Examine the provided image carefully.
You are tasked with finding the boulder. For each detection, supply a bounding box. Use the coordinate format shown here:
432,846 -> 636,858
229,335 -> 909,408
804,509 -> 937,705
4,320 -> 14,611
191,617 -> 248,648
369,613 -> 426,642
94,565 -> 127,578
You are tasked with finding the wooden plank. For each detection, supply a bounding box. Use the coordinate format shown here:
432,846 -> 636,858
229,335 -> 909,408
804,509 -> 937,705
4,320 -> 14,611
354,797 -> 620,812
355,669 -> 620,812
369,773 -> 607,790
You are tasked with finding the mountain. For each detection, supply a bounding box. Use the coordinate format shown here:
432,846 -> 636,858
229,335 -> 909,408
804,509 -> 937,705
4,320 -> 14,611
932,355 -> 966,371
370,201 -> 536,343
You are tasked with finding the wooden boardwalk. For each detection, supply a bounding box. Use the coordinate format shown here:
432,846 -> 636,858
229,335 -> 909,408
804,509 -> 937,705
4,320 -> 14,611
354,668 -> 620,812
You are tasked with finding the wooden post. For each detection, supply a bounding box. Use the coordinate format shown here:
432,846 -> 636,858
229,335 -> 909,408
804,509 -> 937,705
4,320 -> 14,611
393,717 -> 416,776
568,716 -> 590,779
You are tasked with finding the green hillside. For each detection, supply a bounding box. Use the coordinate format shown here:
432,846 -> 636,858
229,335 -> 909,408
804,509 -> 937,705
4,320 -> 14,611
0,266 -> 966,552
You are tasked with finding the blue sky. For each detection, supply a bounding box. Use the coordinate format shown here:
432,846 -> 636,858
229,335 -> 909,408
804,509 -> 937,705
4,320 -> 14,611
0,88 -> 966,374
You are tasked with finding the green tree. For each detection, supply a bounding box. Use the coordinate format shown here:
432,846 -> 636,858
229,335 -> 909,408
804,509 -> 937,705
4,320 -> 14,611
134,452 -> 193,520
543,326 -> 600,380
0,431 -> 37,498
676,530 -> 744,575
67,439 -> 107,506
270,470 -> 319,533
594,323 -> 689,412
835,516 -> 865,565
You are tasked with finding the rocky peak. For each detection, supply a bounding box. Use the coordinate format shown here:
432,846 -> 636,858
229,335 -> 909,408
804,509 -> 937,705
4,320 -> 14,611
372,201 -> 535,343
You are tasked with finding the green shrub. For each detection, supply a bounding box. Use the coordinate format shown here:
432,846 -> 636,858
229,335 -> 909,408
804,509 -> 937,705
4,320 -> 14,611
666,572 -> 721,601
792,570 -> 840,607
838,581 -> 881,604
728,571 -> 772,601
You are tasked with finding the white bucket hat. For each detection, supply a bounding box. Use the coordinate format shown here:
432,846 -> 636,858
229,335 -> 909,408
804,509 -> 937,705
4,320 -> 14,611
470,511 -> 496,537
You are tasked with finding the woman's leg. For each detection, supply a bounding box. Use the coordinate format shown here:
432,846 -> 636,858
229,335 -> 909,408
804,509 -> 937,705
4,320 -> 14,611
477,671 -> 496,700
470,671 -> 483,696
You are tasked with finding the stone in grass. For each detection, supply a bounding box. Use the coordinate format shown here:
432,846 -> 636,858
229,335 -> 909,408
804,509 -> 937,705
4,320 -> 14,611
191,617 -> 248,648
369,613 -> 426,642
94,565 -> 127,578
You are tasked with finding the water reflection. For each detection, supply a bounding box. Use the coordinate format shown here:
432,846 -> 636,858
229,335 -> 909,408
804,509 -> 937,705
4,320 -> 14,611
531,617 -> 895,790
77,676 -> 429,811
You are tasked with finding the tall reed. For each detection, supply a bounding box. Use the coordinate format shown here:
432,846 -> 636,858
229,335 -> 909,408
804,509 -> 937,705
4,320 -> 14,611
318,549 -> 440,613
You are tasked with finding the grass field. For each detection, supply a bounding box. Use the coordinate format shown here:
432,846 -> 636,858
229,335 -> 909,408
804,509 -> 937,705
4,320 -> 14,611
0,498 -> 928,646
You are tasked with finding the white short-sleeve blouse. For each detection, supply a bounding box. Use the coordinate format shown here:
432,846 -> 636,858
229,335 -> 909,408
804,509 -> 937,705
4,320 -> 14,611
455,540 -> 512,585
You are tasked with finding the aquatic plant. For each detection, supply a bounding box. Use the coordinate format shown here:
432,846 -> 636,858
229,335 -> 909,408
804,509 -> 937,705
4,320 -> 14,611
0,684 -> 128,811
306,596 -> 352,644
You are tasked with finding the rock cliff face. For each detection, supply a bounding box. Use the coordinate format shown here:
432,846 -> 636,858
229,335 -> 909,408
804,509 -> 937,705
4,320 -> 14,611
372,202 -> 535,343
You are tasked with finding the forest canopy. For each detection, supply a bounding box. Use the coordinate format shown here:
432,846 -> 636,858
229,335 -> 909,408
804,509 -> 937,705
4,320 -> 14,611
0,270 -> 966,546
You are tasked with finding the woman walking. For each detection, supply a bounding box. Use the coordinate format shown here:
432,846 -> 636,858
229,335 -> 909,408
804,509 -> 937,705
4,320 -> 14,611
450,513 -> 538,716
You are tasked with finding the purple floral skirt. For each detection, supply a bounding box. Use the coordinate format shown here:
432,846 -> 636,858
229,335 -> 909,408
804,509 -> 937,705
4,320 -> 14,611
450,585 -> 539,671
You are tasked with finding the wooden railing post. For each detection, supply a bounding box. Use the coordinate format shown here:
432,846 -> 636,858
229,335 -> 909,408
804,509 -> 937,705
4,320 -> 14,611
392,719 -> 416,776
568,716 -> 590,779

· · · · · · ·

▸ Task goal:
Reproduce all of the records above verbatim, line for line.

▸ Result for this task:
Examine the provided image carefully.
You are tasked with finding the boulder. For each detection, supply a bounding box. Use the coordinate format shown here:
432,846 -> 636,858
229,335 -> 909,408
804,509 -> 937,705
4,320 -> 14,611
191,617 -> 248,648
369,613 -> 426,642
94,565 -> 127,578
You are tasked with finding the wooden plank. For each detection, supply a bounding box. Use the coordinate format shown here:
432,846 -> 636,858
229,335 -> 909,408
804,509 -> 937,705
4,320 -> 14,611
354,797 -> 620,812
355,669 -> 620,812
369,773 -> 607,790
You are tasked with finding the mountain. For each detection, supply a bounding box. Use the coordinate format shown here:
432,846 -> 636,858
229,335 -> 909,408
804,509 -> 937,705
4,320 -> 14,611
932,355 -> 966,371
370,201 -> 536,343
You are tasked with finding the wooden boardwalk. For each detection, supply a bounding box. Use the coordinate format shown here:
432,846 -> 636,858
229,335 -> 909,408
804,509 -> 937,705
4,320 -> 14,611
354,668 -> 620,812
You are tasked with finding the wooden post. For each detection, supply a bounding box. Use the coordinate format shown here:
432,846 -> 636,858
229,335 -> 909,408
804,509 -> 937,705
4,320 -> 14,611
393,717 -> 416,776
568,716 -> 590,779
You are tasked with finding the green hillside. For each detection, supply a bounding box. Use the coordinate format shown here:
432,846 -> 636,858
229,335 -> 909,408
804,509 -> 937,705
4,320 -> 14,611
0,266 -> 966,552
You are tasked with finding the blue sky. For each detection, supply a bounding box. Use the coordinate format shown here:
432,846 -> 636,858
229,335 -> 909,408
804,509 -> 937,705
4,320 -> 14,611
0,88 -> 966,374
You are tasked with finding the green tree. For each detection, supply a bounding box. Use the coordinate format shown here:
432,846 -> 636,858
229,335 -> 909,408
804,509 -> 937,705
4,320 -> 14,611
134,452 -> 193,520
543,326 -> 600,380
0,431 -> 37,498
676,530 -> 744,575
67,439 -> 107,506
270,470 -> 319,533
594,323 -> 689,412
835,516 -> 865,565
You are tasked with finding the rocky peak. For each detection, supply a bounding box. Use the coordinate format shown here:
432,846 -> 636,858
229,335 -> 909,408
804,509 -> 937,705
4,320 -> 14,611
372,201 -> 535,343
You are tasked with finding the green shrub. For each detection, supply a bounding box. Use the coordinate format shown here:
432,846 -> 636,858
229,335 -> 909,408
804,509 -> 937,705
4,320 -> 14,611
666,572 -> 721,601
792,570 -> 840,607
838,581 -> 881,604
728,571 -> 772,601
You are tasked with finding the white bucket hat. For each detection, supply a bounding box. Use the coordinate format shown here:
432,846 -> 636,858
229,335 -> 909,408
804,509 -> 937,705
4,320 -> 14,611
470,511 -> 496,537
You are tasked with finding the woman's leg. For each detection, supply a bounding box. Use the coordinate format shown here:
432,846 -> 636,858
229,335 -> 909,408
804,509 -> 937,705
4,320 -> 14,611
477,671 -> 496,700
470,671 -> 483,696
You are tasked with finding the stone in grass. For each detection, supply a bounding box. Use the coordinate format shown here:
432,846 -> 636,858
229,335 -> 909,408
804,509 -> 937,705
4,320 -> 14,611
191,617 -> 248,648
369,613 -> 426,642
94,565 -> 127,578
You are tasked with finding the water reflection. For each detection, supply a bounding box. Use the coordinate format shown here:
432,846 -> 636,858
229,335 -> 909,408
804,509 -> 937,705
4,320 -> 14,611
531,617 -> 895,790
77,676 -> 429,811
You are tasked with finding the tall reed. For each detection, supply a bounding box. Use the coordinate format shown here:
432,846 -> 636,858
229,335 -> 909,408
804,509 -> 937,705
4,320 -> 14,611
318,549 -> 440,613
You are tasked with finding the grass field. For each detection, supply a bounding box. Use the coordinate format shown here:
432,846 -> 636,858
229,335 -> 909,408
804,509 -> 937,705
4,320 -> 14,611
0,498 -> 928,646
You are tasked with finding the white short-sleeve blouse. For each detection, supply a bounding box. Use the coordinate format shown here:
432,846 -> 636,858
229,335 -> 909,408
804,509 -> 937,705
4,320 -> 14,611
455,540 -> 512,585
You are tasked with finding the aquatic plant. For each detection, supply a bounding box. Use the coordinate format shown here:
432,846 -> 636,858
229,335 -> 909,408
804,509 -> 937,705
4,320 -> 14,611
0,684 -> 128,811
306,596 -> 352,644
You are tasked with finding the rock cliff face. For each detection, supply a bounding box. Use the coordinate format shown here:
432,846 -> 636,858
229,335 -> 909,408
804,509 -> 937,705
4,320 -> 14,611
372,202 -> 535,343
You are tasked with finding the forest canopy. For each detection, supply a bounding box. Use the coordinate format shown here:
432,846 -> 636,858
229,335 -> 909,408
804,509 -> 937,705
4,320 -> 14,611
0,270 -> 966,546
You are tasked with finding the woman walking. For each detection, supply a bounding box. Use the coordinate format shown here:
432,846 -> 636,858
229,335 -> 909,408
804,509 -> 937,705
4,320 -> 14,611
450,513 -> 538,716
You are tasked with finding the purple floral skirt. For each detection, supply a bounding box. Use the coordinate format shown here:
432,846 -> 636,858
229,335 -> 909,408
804,509 -> 937,705
4,320 -> 14,611
450,585 -> 539,671
You are tasked with finding the wooden railing post. For each detection, supply a bounding box. Use the coordinate format shown here:
432,846 -> 636,858
229,335 -> 909,408
804,509 -> 937,705
4,320 -> 14,611
392,719 -> 416,776
568,716 -> 590,779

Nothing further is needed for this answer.